## WORK TO BE COMPLETED
Write out exactly the lines from the one containing "of the large" through the last line of the records below, including both.

## Rows from a dataset
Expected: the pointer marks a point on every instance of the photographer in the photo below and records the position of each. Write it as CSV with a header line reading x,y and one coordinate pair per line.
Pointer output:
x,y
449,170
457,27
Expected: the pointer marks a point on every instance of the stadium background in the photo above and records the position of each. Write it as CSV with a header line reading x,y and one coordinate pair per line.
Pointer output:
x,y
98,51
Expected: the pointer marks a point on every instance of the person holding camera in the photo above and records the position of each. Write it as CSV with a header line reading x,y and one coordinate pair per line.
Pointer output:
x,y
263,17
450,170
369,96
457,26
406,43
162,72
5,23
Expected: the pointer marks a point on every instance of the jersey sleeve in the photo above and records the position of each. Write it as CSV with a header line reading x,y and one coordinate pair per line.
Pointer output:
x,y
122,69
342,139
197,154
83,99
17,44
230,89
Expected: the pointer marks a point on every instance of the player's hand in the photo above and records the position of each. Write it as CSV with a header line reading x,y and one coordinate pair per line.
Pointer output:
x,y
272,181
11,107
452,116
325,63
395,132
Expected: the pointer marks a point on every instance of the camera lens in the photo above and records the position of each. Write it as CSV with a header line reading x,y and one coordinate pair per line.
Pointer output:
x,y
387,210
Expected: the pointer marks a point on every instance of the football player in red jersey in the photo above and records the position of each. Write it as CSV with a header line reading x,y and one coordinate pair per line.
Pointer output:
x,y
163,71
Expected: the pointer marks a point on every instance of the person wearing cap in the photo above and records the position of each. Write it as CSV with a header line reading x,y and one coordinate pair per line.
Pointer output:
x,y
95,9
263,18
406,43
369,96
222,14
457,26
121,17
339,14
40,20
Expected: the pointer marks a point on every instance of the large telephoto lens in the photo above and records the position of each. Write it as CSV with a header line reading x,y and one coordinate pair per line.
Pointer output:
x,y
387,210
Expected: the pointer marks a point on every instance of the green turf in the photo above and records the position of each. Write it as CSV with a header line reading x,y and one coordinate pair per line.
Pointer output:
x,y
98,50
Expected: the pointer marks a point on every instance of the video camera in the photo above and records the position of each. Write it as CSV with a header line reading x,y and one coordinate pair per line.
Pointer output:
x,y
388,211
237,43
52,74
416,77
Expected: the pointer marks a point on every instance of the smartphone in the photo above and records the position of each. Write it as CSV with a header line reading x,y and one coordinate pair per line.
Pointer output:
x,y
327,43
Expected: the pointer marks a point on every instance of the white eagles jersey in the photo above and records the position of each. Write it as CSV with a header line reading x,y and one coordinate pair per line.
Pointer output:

## REPLY
Expected: the pointer marks a point on every instance of the large telephoto lens in the photo above and records the position of each. Write it as CSV with a header line reading x,y and one coordinate pair per line.
Pointer output:
x,y
387,210
Expected: the pointer marks a point on every instance of the green turf in the photo above and records the position of each. Write it as CSV with a header line reading x,y and one coordinate pair per line.
Pointer output:
x,y
98,50
Expected: the pointer marks a point on every instance of the video camera in the photo above and records the position of each. Write it as CSV with a header line reading x,y and one coordinate pair per line.
Pointer output:
x,y
388,211
237,43
52,74
416,77
Expected: the pointer marks a point on every instance of the smartphone in the photo above and records the position of each. Write it as CSV with a header line reading x,y and one coordinate pair per line.
Pointer output:
x,y
327,43
Expected: the pointer marks a point on every instance of the white eagles jersey in the photo above and records the position of each. Write it as CSV with a header line reading x,y and one coordinate pair per line.
Pointer output:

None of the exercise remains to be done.